*What you need to do*
All lines in the data bearing the string "integer" should be identified and copied.

[Dataset entries]
= Beginning of Section =
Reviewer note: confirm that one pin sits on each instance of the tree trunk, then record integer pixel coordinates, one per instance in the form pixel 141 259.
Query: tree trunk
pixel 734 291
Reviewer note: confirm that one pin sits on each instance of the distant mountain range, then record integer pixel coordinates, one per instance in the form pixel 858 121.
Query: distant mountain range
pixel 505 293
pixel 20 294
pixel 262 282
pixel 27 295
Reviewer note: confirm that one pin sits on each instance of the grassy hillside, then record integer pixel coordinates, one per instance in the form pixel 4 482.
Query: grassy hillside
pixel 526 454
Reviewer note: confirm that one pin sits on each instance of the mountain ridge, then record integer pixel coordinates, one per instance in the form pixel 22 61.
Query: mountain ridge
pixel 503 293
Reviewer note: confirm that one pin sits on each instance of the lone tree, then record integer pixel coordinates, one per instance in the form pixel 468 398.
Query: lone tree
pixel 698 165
= End of Section =
*Completed exercise*
Reviewer note: confirm that one pin sits on each instance of the tree trunk, then record integer pixel coordinates, one per instance in the form pixel 141 259.
Reviewer note: confirm that one pin sits on each instance of the distant mountain range, then record integer pixel coordinates, one per instance in the form pixel 858 121.
Reviewer note: confirm that one pin sits on each instance of the grassy hillside, then record integer pixel coordinates, one per instance in the form pixel 4 482.
Reviewer note: confirm that one pin sits on each instance of the mountain ridge, then record integer pixel coordinates, one per instance in the form pixel 22 61.
Reviewer note: confirm that one pin sits on each instance of the lone tree, then record integer pixel coordinates, one per instance in the form pixel 468 398.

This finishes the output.